+++ Records supplied +++
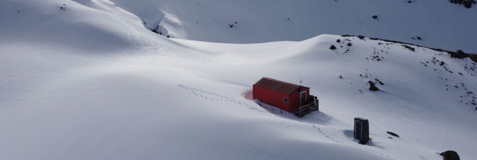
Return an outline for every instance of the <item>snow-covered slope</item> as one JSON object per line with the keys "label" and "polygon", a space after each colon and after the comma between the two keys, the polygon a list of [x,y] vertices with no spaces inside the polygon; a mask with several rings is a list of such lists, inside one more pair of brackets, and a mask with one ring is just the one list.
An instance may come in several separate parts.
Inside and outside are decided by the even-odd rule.
{"label": "snow-covered slope", "polygon": [[477,9],[445,0],[111,1],[147,28],[182,39],[250,44],[361,34],[477,52]]}
{"label": "snow-covered slope", "polygon": [[[329,34],[249,44],[168,39],[105,0],[1,3],[0,160],[477,156],[469,58]],[[320,112],[298,118],[250,100],[262,76],[302,78]],[[382,92],[368,90],[375,78]],[[372,122],[367,145],[350,138],[355,116]]]}

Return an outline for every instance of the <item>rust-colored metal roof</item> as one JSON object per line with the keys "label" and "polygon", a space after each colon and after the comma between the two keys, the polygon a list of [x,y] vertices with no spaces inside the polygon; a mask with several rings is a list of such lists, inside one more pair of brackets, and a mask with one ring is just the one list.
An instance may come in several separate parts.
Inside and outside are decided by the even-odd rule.
{"label": "rust-colored metal roof", "polygon": [[[254,86],[288,94],[291,94],[300,86],[299,85],[266,77],[262,78]],[[303,86],[301,87],[308,88]]]}

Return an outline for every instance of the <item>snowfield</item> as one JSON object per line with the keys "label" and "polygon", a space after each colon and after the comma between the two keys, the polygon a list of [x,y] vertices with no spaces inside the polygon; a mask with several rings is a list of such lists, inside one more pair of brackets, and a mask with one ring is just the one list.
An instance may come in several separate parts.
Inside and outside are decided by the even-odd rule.
{"label": "snowfield", "polygon": [[[349,24],[342,26],[344,30],[297,27],[301,31],[296,36],[271,36],[286,26],[263,34],[257,33],[271,26],[242,28],[244,36],[255,35],[243,38],[226,30],[241,28],[242,22],[273,19],[270,15],[284,8],[313,10],[299,8],[311,5],[308,3],[320,8],[339,3],[336,5],[354,8],[348,14],[358,13],[346,15],[372,16],[353,2],[290,1],[258,13],[257,8],[272,2],[3,0],[0,160],[441,160],[436,153],[447,150],[456,151],[463,160],[474,159],[477,64],[470,58],[368,38],[321,34],[305,40],[323,33],[368,35],[361,30],[368,24],[353,30],[349,26],[359,22],[346,20]],[[384,2],[373,2],[378,6],[368,8],[386,10],[379,7]],[[417,13],[424,2],[410,4],[419,9],[403,12]],[[228,4],[218,8],[230,12],[220,15],[210,6],[207,12],[188,6],[215,3]],[[475,12],[446,3],[435,2],[429,10]],[[185,10],[177,10],[183,6]],[[250,6],[247,15],[259,16],[237,20],[231,28],[195,28],[187,24],[197,16],[210,21],[212,16],[225,22],[227,15],[239,15],[237,12]],[[227,10],[233,6],[236,8]],[[156,18],[153,14],[160,10],[162,14],[158,12]],[[420,20],[476,28],[475,21],[440,16],[445,14],[425,14],[437,22]],[[290,16],[292,20],[295,17]],[[413,27],[403,22],[405,19],[396,18],[397,28]],[[167,38],[148,30],[163,22],[173,35],[184,36]],[[181,28],[174,23],[185,24]],[[447,27],[435,25],[409,34],[429,38],[418,44],[477,50],[472,44],[474,30],[440,32]],[[399,32],[366,30],[371,36],[412,42],[403,40],[411,34]],[[460,38],[449,42],[436,32]],[[216,42],[286,38],[300,41]],[[337,48],[329,49],[331,45]],[[263,76],[295,84],[302,79],[303,85],[318,97],[320,112],[299,118],[251,100],[252,85]],[[368,82],[376,79],[384,84],[377,84],[381,91],[369,90]],[[366,145],[352,138],[351,123],[356,116],[371,123],[372,140]]]}

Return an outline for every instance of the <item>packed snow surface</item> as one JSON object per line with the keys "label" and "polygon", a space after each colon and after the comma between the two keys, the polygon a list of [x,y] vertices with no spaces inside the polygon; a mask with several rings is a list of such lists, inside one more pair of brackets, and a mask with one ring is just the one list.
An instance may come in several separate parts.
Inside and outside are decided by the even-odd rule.
{"label": "packed snow surface", "polygon": [[[436,153],[447,150],[463,160],[477,157],[477,66],[469,58],[368,38],[299,40],[314,34],[306,30],[292,37],[299,42],[167,38],[149,30],[141,18],[164,22],[168,30],[192,40],[254,42],[246,40],[292,36],[212,40],[231,34],[213,26],[209,30],[216,33],[197,28],[207,30],[201,36],[173,30],[173,23],[213,13],[174,8],[218,1],[116,1],[0,2],[0,160],[441,160]],[[220,2],[237,6],[230,14],[245,4]],[[274,4],[266,2],[257,3]],[[295,4],[281,3],[270,6]],[[429,10],[444,7],[435,3]],[[148,12],[155,11],[141,12],[141,7],[162,10],[164,19],[153,19]],[[276,15],[267,10],[245,12],[259,15],[249,18],[260,22]],[[342,27],[351,32],[353,26]],[[441,27],[446,26],[419,33],[430,35]],[[460,36],[457,31],[443,34]],[[441,44],[429,40],[437,41],[419,44]],[[456,40],[462,46],[442,48],[475,48]],[[329,50],[331,45],[337,48]],[[303,80],[318,97],[320,111],[298,118],[251,100],[252,85],[263,76]],[[384,84],[377,84],[381,91],[369,90],[368,82],[376,79]],[[352,138],[356,116],[371,122],[372,140],[366,145]]]}

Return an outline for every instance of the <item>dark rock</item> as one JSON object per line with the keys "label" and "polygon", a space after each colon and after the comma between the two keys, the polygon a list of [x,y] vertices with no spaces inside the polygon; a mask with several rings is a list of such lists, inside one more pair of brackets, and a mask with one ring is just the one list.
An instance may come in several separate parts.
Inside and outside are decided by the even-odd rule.
{"label": "dark rock", "polygon": [[445,160],[460,160],[459,154],[454,150],[447,150],[440,153],[440,154],[444,157]]}
{"label": "dark rock", "polygon": [[377,79],[377,78],[375,78],[375,80],[376,80],[376,82],[379,82],[380,84],[384,85],[384,83],[383,83],[383,82],[381,82],[381,80],[378,80],[378,79]]}
{"label": "dark rock", "polygon": [[398,135],[398,134],[395,134],[393,132],[387,131],[386,132],[388,133],[388,134],[391,134],[395,136],[399,137],[399,135]]}

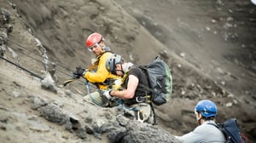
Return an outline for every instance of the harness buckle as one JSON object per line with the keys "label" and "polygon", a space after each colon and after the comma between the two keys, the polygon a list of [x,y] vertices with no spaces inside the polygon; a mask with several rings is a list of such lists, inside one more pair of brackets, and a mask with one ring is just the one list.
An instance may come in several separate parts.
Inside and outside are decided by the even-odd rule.
{"label": "harness buckle", "polygon": [[137,112],[137,121],[143,123],[144,122],[144,117],[143,117],[143,112],[139,110]]}

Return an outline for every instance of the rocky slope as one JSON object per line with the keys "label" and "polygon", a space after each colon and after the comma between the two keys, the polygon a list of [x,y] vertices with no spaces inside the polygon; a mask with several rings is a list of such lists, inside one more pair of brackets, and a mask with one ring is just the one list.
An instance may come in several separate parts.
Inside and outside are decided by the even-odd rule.
{"label": "rocky slope", "polygon": [[[181,135],[196,126],[193,114],[196,102],[210,99],[218,106],[218,121],[236,117],[241,131],[255,140],[255,37],[248,32],[255,31],[255,8],[251,3],[206,1],[201,5],[187,1],[157,3],[155,1],[140,1],[131,9],[132,4],[129,3],[132,3],[132,1],[0,2],[1,9],[10,13],[9,24],[13,27],[8,35],[9,41],[3,44],[7,49],[5,57],[42,77],[45,77],[45,70],[51,73],[55,72],[54,77],[57,85],[70,77],[76,66],[89,66],[93,55],[84,48],[84,38],[92,31],[102,33],[107,44],[115,53],[134,63],[148,63],[160,54],[172,71],[172,100],[168,104],[156,107],[158,126],[153,129],[139,127],[137,130],[146,128],[152,129],[149,129],[152,133],[164,132],[164,136],[170,137],[164,139],[175,141],[171,134]],[[169,9],[160,9],[165,6],[173,10],[168,13]],[[224,8],[228,13],[221,10]],[[239,10],[241,15],[236,12]],[[210,18],[207,17],[209,14]],[[174,15],[170,20],[176,20],[170,21],[165,15]],[[222,20],[224,17],[226,20]],[[240,17],[243,20],[238,20]],[[218,20],[218,24],[213,20]],[[8,27],[7,25],[3,24],[1,28]],[[235,25],[239,28],[234,28]],[[215,31],[221,34],[214,34]],[[231,41],[220,40],[225,37]],[[245,56],[237,56],[241,55],[237,52],[241,51],[239,47],[245,49],[242,50],[245,53],[241,53],[247,56],[245,59],[242,59]],[[224,55],[230,58],[224,59]],[[45,56],[49,57],[47,66]],[[241,59],[236,59],[240,57]],[[231,60],[236,66],[227,60]],[[51,66],[55,64],[56,71],[51,71]],[[86,129],[86,125],[102,125],[112,120],[120,122],[115,121],[115,117],[108,117],[114,114],[114,110],[98,108],[81,100],[87,92],[82,80],[52,92],[42,90],[38,79],[2,60],[0,73],[1,139],[5,142],[108,142],[112,139],[108,134],[98,134],[94,129],[83,132],[83,129]],[[36,102],[38,98],[43,101]],[[41,106],[35,107],[35,103]],[[44,108],[45,106],[42,104],[51,105],[51,110]],[[58,122],[53,122],[44,114],[45,111],[55,111],[53,109],[64,111],[65,114],[61,113],[72,120],[57,118]],[[66,122],[73,120],[79,121],[82,128],[76,127],[73,122]],[[127,129],[131,128],[131,124],[126,125]],[[14,133],[18,138],[14,137]]]}

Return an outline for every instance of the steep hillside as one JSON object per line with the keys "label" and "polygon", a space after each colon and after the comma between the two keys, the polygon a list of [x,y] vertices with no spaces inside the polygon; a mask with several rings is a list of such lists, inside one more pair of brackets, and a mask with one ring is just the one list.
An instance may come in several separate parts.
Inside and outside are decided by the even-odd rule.
{"label": "steep hillside", "polygon": [[[45,70],[55,72],[56,84],[61,84],[70,77],[75,66],[90,66],[93,55],[84,47],[84,38],[92,31],[98,31],[105,37],[107,44],[127,60],[145,64],[160,54],[170,66],[173,75],[172,100],[156,107],[159,125],[154,128],[164,131],[155,131],[153,128],[149,129],[152,133],[164,132],[164,135],[172,138],[171,134],[182,135],[192,130],[196,126],[195,105],[199,100],[210,99],[218,105],[218,121],[236,117],[241,131],[253,141],[256,140],[256,40],[255,35],[250,37],[248,32],[255,31],[253,5],[239,1],[235,4],[230,1],[160,2],[139,1],[135,4],[132,1],[0,0],[1,9],[10,13],[10,20],[1,25],[1,28],[13,27],[3,44],[6,46],[4,57],[41,77],[45,77]],[[224,8],[234,10],[226,13],[219,9]],[[172,10],[168,13],[170,9]],[[247,17],[236,20],[239,16],[244,16],[238,15],[237,10],[247,14]],[[235,16],[230,16],[229,13]],[[228,20],[224,22],[223,17]],[[233,27],[235,25],[238,28]],[[237,29],[239,38],[236,36]],[[224,47],[227,49],[224,49]],[[236,60],[236,58],[242,58],[236,56],[240,55],[239,51],[245,51],[241,54],[246,58]],[[88,130],[77,131],[73,129],[72,122],[71,127],[49,122],[42,115],[42,108],[34,107],[35,97],[40,97],[41,100],[46,99],[49,105],[56,105],[67,112],[72,121],[79,119],[83,127],[91,124],[87,120],[96,121],[92,126],[102,124],[102,120],[108,122],[108,117],[112,116],[114,109],[99,108],[84,102],[82,96],[87,94],[87,90],[83,80],[54,89],[54,92],[42,90],[39,79],[4,60],[0,61],[1,139],[6,142],[108,140],[106,134],[102,136],[98,132],[90,134]],[[55,66],[55,70],[52,68]],[[95,89],[93,86],[90,88]],[[110,117],[109,122],[113,118]],[[13,132],[19,139],[13,137]]]}

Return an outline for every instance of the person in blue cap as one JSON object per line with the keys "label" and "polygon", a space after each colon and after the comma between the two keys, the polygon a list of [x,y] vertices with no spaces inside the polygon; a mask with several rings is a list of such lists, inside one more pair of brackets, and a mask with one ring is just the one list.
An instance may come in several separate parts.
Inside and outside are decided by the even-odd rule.
{"label": "person in blue cap", "polygon": [[183,143],[226,142],[222,131],[212,126],[216,124],[217,116],[214,102],[209,100],[199,101],[195,107],[195,114],[198,126],[193,131],[177,138]]}

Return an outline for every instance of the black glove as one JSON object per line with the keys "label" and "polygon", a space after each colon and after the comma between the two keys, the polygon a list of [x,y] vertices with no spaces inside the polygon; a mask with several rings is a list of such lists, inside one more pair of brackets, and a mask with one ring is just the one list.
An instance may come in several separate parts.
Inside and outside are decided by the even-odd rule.
{"label": "black glove", "polygon": [[83,77],[85,73],[85,70],[83,69],[81,66],[76,67],[76,71],[73,72],[73,77],[74,78],[79,78],[80,77]]}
+++
Find the line containing "Return an outline for every instance of the person" in the material above. Print it and every line after it through the end, exactly and only those.

Return an outline for every instance of the person in blue cap as one JSON object per line with the keys "label" and "polygon", a space after each colon and after the comma between the two keys, the polygon a list of [x,y] vertices with no spaces inside the polygon; a mask with several rings is a list of such lists, inside one more pair of brackets, and a mask with one ring is just the one list.
An instance may come in several separate parts.
Inside and outside are decided by the even-odd rule.
{"label": "person in blue cap", "polygon": [[183,143],[226,142],[222,131],[212,126],[216,124],[217,116],[214,102],[209,100],[199,101],[195,107],[195,114],[198,126],[193,131],[177,138]]}

Return an outline for every instance of the black glove as one JSON object per line with the keys "label" and "polygon", a space after each colon and after the comma between the two keys, the polygon a list of [x,y] vertices with no spaces inside the polygon; a mask with several rings is a list of such lists, inside one more pair of brackets, and a mask with one ring is just the one list.
An instance may come in several separate parts.
Inside and outside are decided by the even-odd rule.
{"label": "black glove", "polygon": [[83,77],[85,73],[85,70],[83,69],[81,66],[76,67],[76,71],[73,72],[73,77],[74,78],[79,78],[80,77]]}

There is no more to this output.